> [What is expected] Everything from the line containing "wood floor plank." through the end of the entries should be transcribed exactly. Leave out all other lines.

> [Information]
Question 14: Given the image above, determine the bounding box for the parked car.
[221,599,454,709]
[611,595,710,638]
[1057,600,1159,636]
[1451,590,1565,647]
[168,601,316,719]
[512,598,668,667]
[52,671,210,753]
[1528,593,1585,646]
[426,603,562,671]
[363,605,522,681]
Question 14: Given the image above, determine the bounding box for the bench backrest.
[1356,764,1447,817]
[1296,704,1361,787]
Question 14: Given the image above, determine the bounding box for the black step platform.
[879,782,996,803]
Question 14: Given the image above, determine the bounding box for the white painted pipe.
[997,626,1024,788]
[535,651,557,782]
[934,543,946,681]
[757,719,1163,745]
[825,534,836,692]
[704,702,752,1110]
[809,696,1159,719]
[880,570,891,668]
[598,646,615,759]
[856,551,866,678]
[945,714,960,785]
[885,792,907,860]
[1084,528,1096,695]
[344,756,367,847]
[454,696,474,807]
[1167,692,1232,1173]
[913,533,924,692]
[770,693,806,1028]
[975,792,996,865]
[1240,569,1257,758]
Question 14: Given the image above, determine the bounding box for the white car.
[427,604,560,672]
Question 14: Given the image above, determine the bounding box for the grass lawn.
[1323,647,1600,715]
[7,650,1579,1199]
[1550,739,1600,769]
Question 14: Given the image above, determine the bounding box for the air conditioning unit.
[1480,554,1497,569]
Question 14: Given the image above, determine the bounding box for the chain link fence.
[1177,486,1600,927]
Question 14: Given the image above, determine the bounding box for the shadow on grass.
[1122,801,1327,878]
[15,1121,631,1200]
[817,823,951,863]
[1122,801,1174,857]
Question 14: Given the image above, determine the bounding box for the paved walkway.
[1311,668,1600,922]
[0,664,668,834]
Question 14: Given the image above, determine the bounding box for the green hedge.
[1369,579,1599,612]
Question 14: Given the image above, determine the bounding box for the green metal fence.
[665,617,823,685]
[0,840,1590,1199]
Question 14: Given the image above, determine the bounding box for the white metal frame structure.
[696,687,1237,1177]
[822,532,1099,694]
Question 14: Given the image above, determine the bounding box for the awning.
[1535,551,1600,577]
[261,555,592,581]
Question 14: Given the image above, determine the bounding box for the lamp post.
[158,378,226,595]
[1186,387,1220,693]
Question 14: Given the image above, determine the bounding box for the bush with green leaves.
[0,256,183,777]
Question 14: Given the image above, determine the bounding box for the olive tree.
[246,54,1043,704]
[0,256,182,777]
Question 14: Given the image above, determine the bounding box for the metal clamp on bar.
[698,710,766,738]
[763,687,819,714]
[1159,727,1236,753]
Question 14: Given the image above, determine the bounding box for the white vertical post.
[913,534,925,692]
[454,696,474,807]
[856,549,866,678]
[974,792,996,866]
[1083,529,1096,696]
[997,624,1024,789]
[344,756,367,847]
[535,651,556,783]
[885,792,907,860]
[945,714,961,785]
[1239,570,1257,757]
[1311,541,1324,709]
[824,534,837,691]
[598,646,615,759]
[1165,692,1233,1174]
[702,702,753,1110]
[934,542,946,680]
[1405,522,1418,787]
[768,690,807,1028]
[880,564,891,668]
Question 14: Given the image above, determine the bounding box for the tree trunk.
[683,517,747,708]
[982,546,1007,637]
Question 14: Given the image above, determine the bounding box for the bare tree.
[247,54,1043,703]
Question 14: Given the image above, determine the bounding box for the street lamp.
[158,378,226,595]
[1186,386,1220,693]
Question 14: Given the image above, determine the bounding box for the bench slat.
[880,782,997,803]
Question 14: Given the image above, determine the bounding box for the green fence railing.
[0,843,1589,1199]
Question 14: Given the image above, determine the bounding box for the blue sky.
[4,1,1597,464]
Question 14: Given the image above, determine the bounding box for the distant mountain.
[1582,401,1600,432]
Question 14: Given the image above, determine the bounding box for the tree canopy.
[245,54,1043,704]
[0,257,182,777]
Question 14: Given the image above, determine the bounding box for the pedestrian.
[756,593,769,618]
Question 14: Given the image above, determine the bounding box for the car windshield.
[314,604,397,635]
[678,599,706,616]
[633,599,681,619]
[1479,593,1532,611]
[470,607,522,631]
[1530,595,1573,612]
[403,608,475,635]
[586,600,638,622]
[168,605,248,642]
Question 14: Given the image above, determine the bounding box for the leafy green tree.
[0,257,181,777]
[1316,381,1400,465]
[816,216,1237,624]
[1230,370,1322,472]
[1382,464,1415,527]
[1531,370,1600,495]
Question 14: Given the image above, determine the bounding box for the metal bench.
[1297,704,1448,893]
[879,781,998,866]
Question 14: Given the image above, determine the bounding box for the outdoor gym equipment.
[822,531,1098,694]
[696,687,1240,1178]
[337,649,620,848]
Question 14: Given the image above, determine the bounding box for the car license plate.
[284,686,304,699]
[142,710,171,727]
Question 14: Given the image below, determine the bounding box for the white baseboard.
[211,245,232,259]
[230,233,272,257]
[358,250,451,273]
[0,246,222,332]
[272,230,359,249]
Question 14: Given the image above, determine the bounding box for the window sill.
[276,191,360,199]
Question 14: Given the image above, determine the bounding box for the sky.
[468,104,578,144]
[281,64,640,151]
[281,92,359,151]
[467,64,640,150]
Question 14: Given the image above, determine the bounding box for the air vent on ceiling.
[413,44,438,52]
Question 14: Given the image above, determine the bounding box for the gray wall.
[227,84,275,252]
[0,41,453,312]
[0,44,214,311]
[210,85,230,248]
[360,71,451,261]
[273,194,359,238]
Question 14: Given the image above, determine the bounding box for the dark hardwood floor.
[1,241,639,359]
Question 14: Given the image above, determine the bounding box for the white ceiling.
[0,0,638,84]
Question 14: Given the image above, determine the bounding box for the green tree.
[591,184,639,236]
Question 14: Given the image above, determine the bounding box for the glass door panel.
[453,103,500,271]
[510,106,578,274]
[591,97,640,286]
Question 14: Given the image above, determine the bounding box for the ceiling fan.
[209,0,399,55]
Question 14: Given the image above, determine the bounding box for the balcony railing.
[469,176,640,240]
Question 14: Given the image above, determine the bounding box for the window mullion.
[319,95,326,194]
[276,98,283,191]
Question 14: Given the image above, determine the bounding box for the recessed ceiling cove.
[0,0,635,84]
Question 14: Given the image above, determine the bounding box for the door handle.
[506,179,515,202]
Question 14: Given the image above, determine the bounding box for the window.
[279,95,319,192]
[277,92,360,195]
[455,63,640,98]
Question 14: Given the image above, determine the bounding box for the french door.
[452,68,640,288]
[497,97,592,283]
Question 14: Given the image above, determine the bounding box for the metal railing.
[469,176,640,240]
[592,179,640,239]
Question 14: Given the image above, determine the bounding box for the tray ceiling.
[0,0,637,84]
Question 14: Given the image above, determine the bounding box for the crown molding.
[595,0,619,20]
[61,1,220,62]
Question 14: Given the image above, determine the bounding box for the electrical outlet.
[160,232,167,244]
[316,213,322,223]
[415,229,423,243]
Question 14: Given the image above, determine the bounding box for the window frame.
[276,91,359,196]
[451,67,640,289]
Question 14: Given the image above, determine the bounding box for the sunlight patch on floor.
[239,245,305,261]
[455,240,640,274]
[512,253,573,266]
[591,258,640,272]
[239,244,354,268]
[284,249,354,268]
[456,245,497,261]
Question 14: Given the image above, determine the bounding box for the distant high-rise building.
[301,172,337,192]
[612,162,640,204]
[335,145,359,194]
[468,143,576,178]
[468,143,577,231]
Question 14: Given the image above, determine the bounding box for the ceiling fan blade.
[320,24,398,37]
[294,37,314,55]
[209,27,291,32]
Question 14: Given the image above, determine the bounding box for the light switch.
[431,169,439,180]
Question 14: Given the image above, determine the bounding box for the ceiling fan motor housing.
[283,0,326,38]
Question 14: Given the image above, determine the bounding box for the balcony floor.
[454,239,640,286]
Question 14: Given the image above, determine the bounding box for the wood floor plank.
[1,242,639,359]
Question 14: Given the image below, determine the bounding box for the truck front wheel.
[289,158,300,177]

> [Solution to this problem]
Question 14: Given the image above, determine the bounding box for the wood floor plank.
[1,242,639,359]
Question 14: Given the image below, determine the bounding box for the truck front wheel.
[289,158,300,177]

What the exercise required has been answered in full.